**EXERCISE DIRECTIONS:** Each record below must be retyped exactly, with nothing left out.

**THE DATA:**
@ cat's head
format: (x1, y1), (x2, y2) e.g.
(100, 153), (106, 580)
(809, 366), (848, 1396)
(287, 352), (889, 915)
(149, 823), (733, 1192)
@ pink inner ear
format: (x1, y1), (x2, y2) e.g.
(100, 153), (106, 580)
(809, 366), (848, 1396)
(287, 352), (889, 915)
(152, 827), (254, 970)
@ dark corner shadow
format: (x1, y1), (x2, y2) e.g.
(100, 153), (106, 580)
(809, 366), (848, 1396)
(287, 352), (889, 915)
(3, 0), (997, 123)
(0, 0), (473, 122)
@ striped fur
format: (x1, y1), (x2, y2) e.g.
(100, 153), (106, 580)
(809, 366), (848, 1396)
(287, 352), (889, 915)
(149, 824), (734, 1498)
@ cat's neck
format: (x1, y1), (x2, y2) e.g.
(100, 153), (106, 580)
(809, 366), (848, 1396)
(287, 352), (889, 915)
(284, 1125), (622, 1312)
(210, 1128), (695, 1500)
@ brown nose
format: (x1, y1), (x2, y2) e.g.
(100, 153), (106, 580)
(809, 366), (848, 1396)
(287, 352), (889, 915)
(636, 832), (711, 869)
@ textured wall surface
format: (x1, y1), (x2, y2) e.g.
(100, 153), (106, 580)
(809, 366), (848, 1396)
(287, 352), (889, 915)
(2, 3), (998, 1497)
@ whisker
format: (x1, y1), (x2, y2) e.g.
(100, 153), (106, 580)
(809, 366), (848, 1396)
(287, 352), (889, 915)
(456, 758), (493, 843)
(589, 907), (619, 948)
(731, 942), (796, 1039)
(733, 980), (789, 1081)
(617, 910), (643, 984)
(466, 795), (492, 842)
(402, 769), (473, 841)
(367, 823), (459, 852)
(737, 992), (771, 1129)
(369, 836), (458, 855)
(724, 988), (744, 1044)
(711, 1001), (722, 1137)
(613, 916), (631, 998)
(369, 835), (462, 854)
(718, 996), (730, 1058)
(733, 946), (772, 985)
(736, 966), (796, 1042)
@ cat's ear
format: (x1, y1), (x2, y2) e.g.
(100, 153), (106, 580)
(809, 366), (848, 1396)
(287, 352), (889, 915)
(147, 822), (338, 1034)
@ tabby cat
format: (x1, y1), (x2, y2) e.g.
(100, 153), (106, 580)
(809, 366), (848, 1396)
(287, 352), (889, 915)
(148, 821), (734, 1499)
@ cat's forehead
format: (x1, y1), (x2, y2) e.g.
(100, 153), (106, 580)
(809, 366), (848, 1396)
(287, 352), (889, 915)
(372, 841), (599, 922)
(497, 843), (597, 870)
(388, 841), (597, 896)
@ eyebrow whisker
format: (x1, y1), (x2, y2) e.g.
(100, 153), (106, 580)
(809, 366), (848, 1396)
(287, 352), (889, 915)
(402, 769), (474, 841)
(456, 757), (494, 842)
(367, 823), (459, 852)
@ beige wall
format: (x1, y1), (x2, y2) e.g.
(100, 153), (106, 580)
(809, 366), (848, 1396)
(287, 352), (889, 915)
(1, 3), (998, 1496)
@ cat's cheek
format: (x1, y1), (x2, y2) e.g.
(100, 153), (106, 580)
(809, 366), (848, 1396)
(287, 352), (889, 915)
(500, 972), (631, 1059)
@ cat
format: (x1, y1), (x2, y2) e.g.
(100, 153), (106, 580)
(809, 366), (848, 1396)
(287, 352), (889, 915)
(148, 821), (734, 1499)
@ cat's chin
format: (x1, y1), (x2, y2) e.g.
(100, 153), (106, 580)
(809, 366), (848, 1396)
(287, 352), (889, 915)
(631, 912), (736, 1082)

**EXERCISE SOLUTION:**
@ cat's head
format: (x1, y1), (x2, y2) e.g.
(100, 153), (106, 580)
(809, 366), (848, 1396)
(287, 352), (889, 915)
(149, 823), (733, 1192)
@ pink inner ear
format: (x1, y1), (x2, y2) e.g.
(100, 153), (106, 580)
(809, 366), (848, 1396)
(287, 352), (889, 915)
(152, 827), (254, 970)
@ dark corner shadow
format: (x1, y1), (x2, y2) e.g.
(100, 153), (106, 580)
(809, 366), (848, 1396)
(287, 352), (889, 915)
(3, 0), (997, 123)
(0, 0), (473, 122)
@ striped fur
format: (x1, y1), (x2, y2) e.g.
(100, 153), (106, 580)
(809, 366), (848, 1396)
(287, 352), (889, 915)
(149, 824), (734, 1498)
@ cat's neck
format: (x1, y1), (x2, y2) e.g.
(100, 153), (106, 580)
(809, 366), (848, 1396)
(287, 352), (889, 915)
(284, 1125), (622, 1312)
(210, 1128), (695, 1500)
@ brown nose
format: (x1, y1), (x2, y2) e.g.
(100, 153), (106, 580)
(809, 366), (848, 1396)
(287, 352), (889, 915)
(636, 832), (711, 869)
@ textured wall surface
format: (x1, y1), (x2, y2) e.g.
(100, 153), (106, 580)
(809, 366), (848, 1396)
(287, 352), (889, 915)
(2, 3), (998, 1497)
@ whisker
format: (x1, y1), (x2, y2) e.g.
(100, 153), (106, 580)
(809, 366), (848, 1396)
(287, 352), (889, 915)
(456, 758), (493, 843)
(589, 907), (619, 948)
(731, 942), (796, 1039)
(733, 980), (789, 1081)
(617, 910), (643, 984)
(466, 795), (492, 842)
(402, 769), (473, 841)
(367, 823), (459, 852)
(737, 992), (771, 1129)
(369, 836), (458, 855)
(724, 988), (744, 1044)
(711, 1001), (722, 1137)
(613, 916), (631, 998)
(369, 835), (462, 854)
(718, 996), (730, 1058)
(733, 946), (772, 985)
(736, 966), (796, 1042)
@ cat's ear
format: (x1, y1), (x2, y2) e.g.
(100, 153), (106, 580)
(809, 366), (848, 1396)
(287, 352), (889, 915)
(147, 822), (338, 1034)
@ tabby cat
format: (x1, y1), (x2, y2) e.g.
(100, 153), (106, 580)
(809, 366), (848, 1396)
(287, 352), (889, 915)
(148, 821), (734, 1499)
@ cat's forehead
format: (x1, y1), (x2, y2) e.g.
(100, 153), (106, 580)
(809, 366), (848, 1396)
(287, 352), (889, 915)
(372, 841), (599, 922)
(497, 843), (597, 870)
(388, 841), (597, 896)
@ eyebrow whisker
format: (x1, y1), (x2, y2) e.g.
(100, 153), (106, 580)
(809, 366), (848, 1396)
(287, 352), (889, 915)
(402, 769), (474, 841)
(456, 757), (494, 842)
(367, 823), (459, 852)
@ beige wall
format: (x1, y1), (x2, y2) e.g.
(100, 153), (106, 580)
(809, 366), (848, 1396)
(287, 352), (889, 915)
(1, 3), (998, 1496)
@ cat's cheek
format: (x1, y1), (x2, y2) e.g.
(100, 153), (106, 580)
(809, 366), (848, 1396)
(287, 352), (889, 915)
(500, 972), (631, 1059)
@ cat
format: (x1, y1), (x2, y2) e.g.
(100, 153), (106, 580)
(809, 366), (848, 1396)
(287, 352), (889, 915)
(148, 821), (734, 1499)
@ cat's chin
format: (x1, y1), (x2, y2) e.g.
(100, 153), (106, 580)
(809, 366), (848, 1396)
(287, 352), (889, 915)
(631, 912), (736, 1082)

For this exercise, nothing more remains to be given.